#### Information given

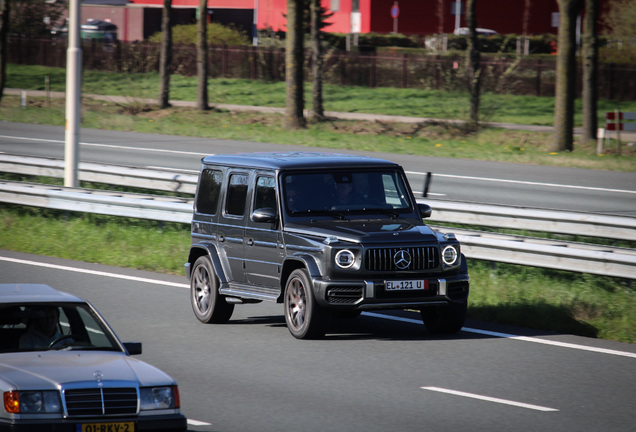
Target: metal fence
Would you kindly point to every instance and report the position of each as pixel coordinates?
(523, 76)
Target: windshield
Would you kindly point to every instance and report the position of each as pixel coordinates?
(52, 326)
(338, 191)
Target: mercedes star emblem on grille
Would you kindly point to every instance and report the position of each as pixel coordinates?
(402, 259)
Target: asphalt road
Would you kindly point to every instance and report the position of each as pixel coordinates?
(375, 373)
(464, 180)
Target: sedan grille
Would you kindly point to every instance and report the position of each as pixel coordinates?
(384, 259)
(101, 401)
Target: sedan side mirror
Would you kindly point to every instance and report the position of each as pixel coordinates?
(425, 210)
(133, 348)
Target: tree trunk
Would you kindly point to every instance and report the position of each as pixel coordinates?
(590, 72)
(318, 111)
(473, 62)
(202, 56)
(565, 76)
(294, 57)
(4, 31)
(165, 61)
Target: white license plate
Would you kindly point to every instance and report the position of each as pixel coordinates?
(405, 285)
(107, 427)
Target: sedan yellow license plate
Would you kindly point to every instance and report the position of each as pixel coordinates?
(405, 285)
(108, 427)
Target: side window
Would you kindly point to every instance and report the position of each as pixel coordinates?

...

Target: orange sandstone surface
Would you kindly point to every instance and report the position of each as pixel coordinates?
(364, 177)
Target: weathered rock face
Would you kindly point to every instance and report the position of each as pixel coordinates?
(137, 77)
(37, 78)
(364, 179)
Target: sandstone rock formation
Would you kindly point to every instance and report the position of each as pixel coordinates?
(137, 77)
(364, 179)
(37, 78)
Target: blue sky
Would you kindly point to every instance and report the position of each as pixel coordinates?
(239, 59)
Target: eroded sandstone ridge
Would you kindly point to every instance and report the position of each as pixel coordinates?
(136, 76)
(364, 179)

#### What you will do
Lines in the records that hold the word "license" are to be counted; give only the total.

#### Answer space
2